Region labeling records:
- - - - -

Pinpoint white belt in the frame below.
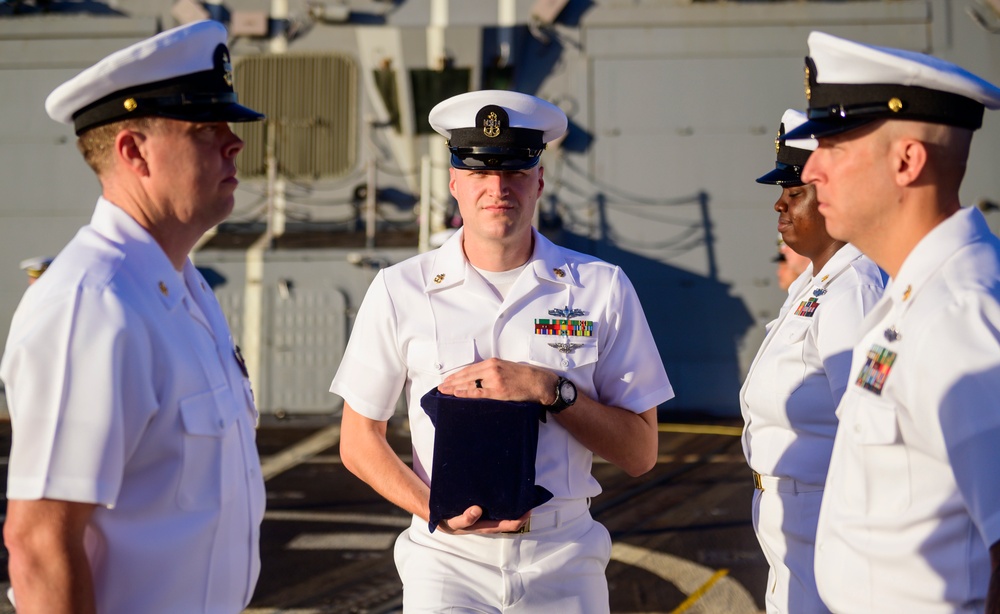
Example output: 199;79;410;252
499;499;590;537
753;471;823;493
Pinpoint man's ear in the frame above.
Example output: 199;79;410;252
448;166;458;200
115;128;149;177
893;139;927;187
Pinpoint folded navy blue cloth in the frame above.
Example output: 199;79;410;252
420;388;552;533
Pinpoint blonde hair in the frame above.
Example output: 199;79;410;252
76;117;156;177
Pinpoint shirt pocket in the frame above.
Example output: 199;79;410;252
842;394;912;518
406;339;476;379
177;386;239;511
528;334;600;372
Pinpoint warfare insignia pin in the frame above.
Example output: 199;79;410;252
549;305;587;318
549;338;583;354
795;298;819;318
483;111;500;139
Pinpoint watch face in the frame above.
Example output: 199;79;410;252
559;380;576;404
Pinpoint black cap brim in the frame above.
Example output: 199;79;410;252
451;153;541;171
781;117;882;141
757;163;802;187
155;103;265;123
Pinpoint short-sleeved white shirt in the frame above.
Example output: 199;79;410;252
0;199;264;614
816;209;1000;613
330;230;673;506
740;245;884;485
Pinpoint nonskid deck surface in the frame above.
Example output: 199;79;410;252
0;417;767;614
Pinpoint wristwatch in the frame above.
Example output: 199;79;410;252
545;377;576;414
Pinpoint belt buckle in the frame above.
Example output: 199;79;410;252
504;516;531;535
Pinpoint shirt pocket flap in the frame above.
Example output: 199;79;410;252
180;386;236;437
775;316;812;345
855;399;900;446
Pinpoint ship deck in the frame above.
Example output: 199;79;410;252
0;417;767;614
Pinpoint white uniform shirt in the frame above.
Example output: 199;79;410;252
330;231;673;509
0;199;264;614
816;209;1000;613
740;245;883;485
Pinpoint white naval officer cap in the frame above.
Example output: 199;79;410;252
785;32;1000;139
45;21;264;135
19;256;54;277
428;90;568;171
757;109;819;187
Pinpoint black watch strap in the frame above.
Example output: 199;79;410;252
545;377;576;414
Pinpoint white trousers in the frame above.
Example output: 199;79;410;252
395;501;611;614
753;478;830;614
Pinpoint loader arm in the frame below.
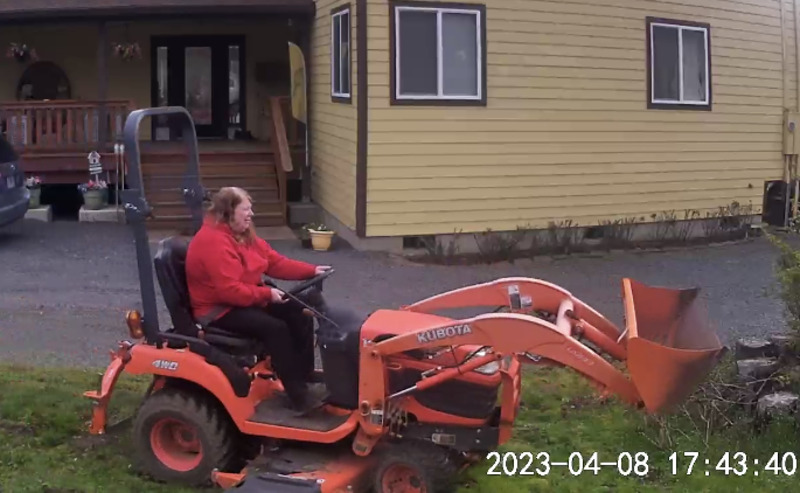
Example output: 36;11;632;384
401;277;624;343
359;310;642;436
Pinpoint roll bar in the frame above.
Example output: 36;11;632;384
120;106;206;344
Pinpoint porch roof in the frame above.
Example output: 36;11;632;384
0;0;315;21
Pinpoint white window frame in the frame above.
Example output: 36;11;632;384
394;5;484;101
648;21;711;107
331;7;353;98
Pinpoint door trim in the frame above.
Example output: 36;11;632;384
150;34;247;140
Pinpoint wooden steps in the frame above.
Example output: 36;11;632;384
141;142;286;230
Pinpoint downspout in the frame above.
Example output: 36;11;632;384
778;0;796;226
792;0;800;218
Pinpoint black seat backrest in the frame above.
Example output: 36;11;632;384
153;236;198;337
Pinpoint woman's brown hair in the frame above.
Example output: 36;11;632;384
208;187;255;241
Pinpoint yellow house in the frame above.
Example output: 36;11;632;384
0;0;800;249
311;0;800;252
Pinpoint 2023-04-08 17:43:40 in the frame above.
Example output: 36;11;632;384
669;452;797;476
486;451;650;477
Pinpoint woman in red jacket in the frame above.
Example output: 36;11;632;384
186;187;330;412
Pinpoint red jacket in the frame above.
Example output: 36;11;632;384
186;218;316;320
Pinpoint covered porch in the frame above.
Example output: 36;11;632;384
0;0;313;225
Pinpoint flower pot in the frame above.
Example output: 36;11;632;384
308;231;333;252
28;188;42;209
83;190;108;211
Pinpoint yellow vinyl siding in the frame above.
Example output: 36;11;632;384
367;0;797;236
309;0;358;229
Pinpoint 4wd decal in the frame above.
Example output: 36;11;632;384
153;359;178;371
417;324;472;344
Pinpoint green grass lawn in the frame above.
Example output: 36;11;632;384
0;365;800;493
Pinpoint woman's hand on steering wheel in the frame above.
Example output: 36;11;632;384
270;288;288;303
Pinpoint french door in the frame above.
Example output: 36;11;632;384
151;35;245;140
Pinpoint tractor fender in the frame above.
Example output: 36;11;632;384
125;345;252;423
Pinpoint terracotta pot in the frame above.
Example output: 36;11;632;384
83;190;108;211
308;231;334;252
28;188;42;209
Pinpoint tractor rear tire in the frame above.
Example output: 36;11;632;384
372;440;459;493
133;388;238;487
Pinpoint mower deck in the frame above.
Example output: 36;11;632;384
248;384;350;432
218;436;374;493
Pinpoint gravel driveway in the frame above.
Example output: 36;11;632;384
0;217;783;366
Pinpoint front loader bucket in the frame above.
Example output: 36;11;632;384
622;279;725;413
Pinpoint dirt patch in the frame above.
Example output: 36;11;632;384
0;421;36;437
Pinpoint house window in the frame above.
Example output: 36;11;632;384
647;18;711;109
389;2;486;104
331;5;350;102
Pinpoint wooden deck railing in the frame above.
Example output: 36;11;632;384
0;100;134;152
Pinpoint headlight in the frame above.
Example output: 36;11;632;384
467;348;500;375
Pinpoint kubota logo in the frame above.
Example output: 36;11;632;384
417;324;472;344
153;359;178;371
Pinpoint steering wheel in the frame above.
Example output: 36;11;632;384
283;269;334;300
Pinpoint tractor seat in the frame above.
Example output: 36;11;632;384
153;236;260;349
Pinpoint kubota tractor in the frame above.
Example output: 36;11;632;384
85;107;724;493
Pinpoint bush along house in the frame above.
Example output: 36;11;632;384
0;0;800;254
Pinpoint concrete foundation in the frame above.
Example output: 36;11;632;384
25;205;53;223
78;207;125;224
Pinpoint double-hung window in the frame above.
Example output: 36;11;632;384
389;1;486;105
647;18;711;109
331;5;350;102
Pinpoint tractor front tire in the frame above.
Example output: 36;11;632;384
133;388;237;487
372;441;459;493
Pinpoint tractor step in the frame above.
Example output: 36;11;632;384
248;384;350;432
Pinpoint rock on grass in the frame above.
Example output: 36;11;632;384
756;392;800;417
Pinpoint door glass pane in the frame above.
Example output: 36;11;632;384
397;10;439;95
156;46;169;140
185;46;212;125
442;13;478;96
228;45;242;139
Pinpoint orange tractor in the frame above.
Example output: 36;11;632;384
85;107;725;493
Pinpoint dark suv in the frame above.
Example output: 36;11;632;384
0;134;31;227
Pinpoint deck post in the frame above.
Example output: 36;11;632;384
97;20;108;152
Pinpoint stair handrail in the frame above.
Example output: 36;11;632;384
269;96;294;221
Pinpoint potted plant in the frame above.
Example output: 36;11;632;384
306;223;335;251
78;179;108;211
112;42;142;61
6;43;38;63
25;176;42;209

- - - - -

(EXERCISE PROMPT): Retype all of the data above character for character, leaving out the pictures.

(FULL SOLUTION):
Pinpoint white belt in the frame below.
Example output: 199;79;410;252
499;499;590;537
753;471;823;493
Pinpoint man's ear in the frame above.
Example output: 199;79;410;252
448;166;458;200
115;128;149;177
893;139;927;187
Pinpoint folded navy blue cloth in the frame above.
Example output: 199;79;410;252
420;388;552;533
Pinpoint blonde hair in the frame above.
Example output: 199;79;410;252
76;117;156;177
Pinpoint shirt pocket in the frame above.
Example output: 199;79;410;252
842;394;912;518
406;339;476;379
177;386;239;511
528;334;600;372
Pinpoint warfare insignia pin in the frame above.
Example output: 199;79;410;252
549;305;587;318
549;338;583;354
795;298;819;318
483;111;500;139
Pinpoint watch face in the frame above.
Example output: 199;79;410;252
559;380;576;404
Pinpoint black cap brim in the frame above.
Example output: 199;79;410;252
451;153;541;171
781;117;882;141
757;163;802;187
155;103;265;123
Pinpoint short-sleeved white shirt in the frame above.
Example output: 199;79;410;252
0;199;264;614
816;209;1000;613
330;230;673;506
740;245;884;485
Pinpoint nonskid deck surface in the frame above.
Example output: 199;79;410;252
0;417;767;614
Pinpoint wristwatch in the frame above.
Example output: 199;79;410;252
545;377;576;414
Pinpoint belt buckle in the frame above.
Example output: 199;79;410;252
504;516;531;535
Pinpoint shirt pocket flap in the frame above.
Example output: 199;79;410;252
180;386;236;437
775;316;812;345
855;399;900;446
Pinpoint ship deck in the frame above.
Example output: 199;79;410;252
0;417;767;614
Pinpoint white uniform shirt in the frame above.
Example output: 199;79;410;252
330;231;673;509
0;199;264;614
816;209;1000;613
740;245;883;485
Pinpoint white naval officer cap in the frame above.
Example output: 199;79;410;252
785;32;1000;139
45;21;264;135
19;256;54;277
428;90;568;171
757;109;819;187
Pinpoint black watch strap in the frame above.
Example output: 199;79;410;252
545;377;576;414
Pinpoint white trousers in the frame above.
Example output: 199;79;410;252
395;501;611;614
753;478;830;614
Pinpoint loader arm in the frame below.
Example output: 36;11;632;384
401;277;624;343
359;310;642;436
Pinpoint roll bar in the frame above.
Example output: 36;11;632;384
120;106;206;344
Pinpoint porch roof in the frame above.
Example output: 36;11;632;384
0;0;315;21
Pinpoint white window frame in the frame above.
Example output: 36;11;632;384
394;5;484;101
648;21;711;107
331;7;353;98
Pinpoint door trim in the frame above.
Example output: 36;11;632;384
150;34;247;140
Pinpoint wooden steps in the frame above.
Example output: 36;11;632;384
141;142;286;230
Pinpoint downspout in the frame above.
Example output: 36;11;632;384
778;0;796;226
792;0;800;218
Pinpoint black seat backrest in the frame above.
Example output: 36;11;632;384
153;236;198;337
Pinpoint woman's brown hair in the frame above.
Example output: 36;11;632;384
208;187;255;241
Pinpoint yellow house in the frame above.
Example output: 36;11;632;384
0;0;800;249
311;0;800;252
Pinpoint 2023-04-08 17:43:40 in the frame above.
Example output: 36;11;632;384
669;452;797;476
486;451;650;477
Pinpoint woman in red jacket in the frame above.
Example output: 36;11;632;384
186;187;330;412
Pinpoint red jacket in the frame above.
Example output: 36;11;632;384
186;218;316;320
Pinpoint covered porch in the frame above.
Example output: 36;11;632;384
0;0;313;225
Pinpoint flower pot in the frame above.
Example output: 36;11;632;384
308;231;333;252
28;188;42;209
83;190;108;211
Pinpoint yellow vinyl siding in the frame above.
Example output: 36;11;632;384
367;0;797;236
309;0;358;229
Pinpoint 4wd decal in the frame above.
Example output: 36;11;632;384
153;359;178;371
417;324;472;344
Pinpoint green grass lawn in the frame above.
Example output: 36;11;632;384
0;365;800;493
Pinpoint woman's hand on steering wheel in the frame above.
Example output: 36;11;632;384
270;288;288;303
Pinpoint french door in the frame above.
Example output: 36;11;632;384
151;35;245;140
Pinpoint tractor fender in the frame above.
Example output: 36;11;632;384
125;345;252;423
Pinpoint terracotta pot in the frame above.
Example output: 36;11;632;384
83;190;108;211
308;231;334;252
28;188;42;209
Pinpoint tractor rear tire in the frame above.
Example output: 36;11;632;384
372;440;459;493
133;388;238;487
Pinpoint mower deck in the frame above.
Example output: 36;11;632;384
248;384;350;432
218;436;374;493
Pinpoint gravel driveway in the frame above.
Example output: 36;11;632;384
0;217;783;366
Pinpoint front loader bucket in the frame above.
Example output: 36;11;632;384
622;279;725;413
Pinpoint dirt patch in the frame above.
Example output: 36;11;632;384
0;421;36;437
Pinpoint house window in the frame above.
Example output: 36;11;632;384
647;18;711;109
389;2;486;104
331;5;350;102
Pinpoint wooden deck railing in the frame above.
Example output: 36;11;632;384
0;100;134;152
Pinpoint headlight in the frame above.
Example output: 36;11;632;384
467;348;500;375
Pinpoint kubota logo in the frame above.
Example output: 36;11;632;384
417;324;472;344
153;359;178;371
Pinpoint steering wheel in the frame above.
Example output: 36;11;632;384
283;269;334;300
Pinpoint tractor seat in the frame above.
Example output: 36;11;632;384
153;236;260;349
Pinpoint kubota tractor in the frame above.
Example output: 36;11;632;384
85;107;724;493
Pinpoint bush along house in the frame above.
Example output: 36;11;632;384
0;0;800;254
Pinpoint concrete foundation in the frame above.
Example output: 36;11;632;384
25;205;53;223
78;207;125;224
Pinpoint double-hung window in the frame above.
Example output: 36;11;632;384
389;1;486;105
647;18;711;109
331;5;350;102
Pinpoint tractor front tire in the frame above.
Example output: 36;11;632;384
133;388;237;487
372;441;459;493
Pinpoint tractor step in the frame above.
Example output: 36;11;632;384
248;384;350;432
Pinpoint rock on grass in the frame above.
Example output: 36;11;632;384
756;392;800;417
Pinpoint door glass pane in the frame above.
Example output: 36;11;632;384
397;10;439;95
156;46;169;140
185;46;212;125
442;13;478;96
228;45;242;139
Pinpoint orange tractor in the frame above.
Example output: 36;11;632;384
85;107;725;493
Pinpoint dark suv in the frame above.
Example output: 36;11;632;384
0;134;31;227
Pinpoint deck post in the frame above.
Example output: 36;11;632;384
97;20;108;152
Pinpoint stair handrail in the frame above.
Example output: 36;11;632;384
269;96;294;221
Pinpoint potted plant in the frame above.
Example output: 36;11;632;384
306;223;335;251
78;179;108;211
112;42;142;61
6;43;38;63
25;176;42;209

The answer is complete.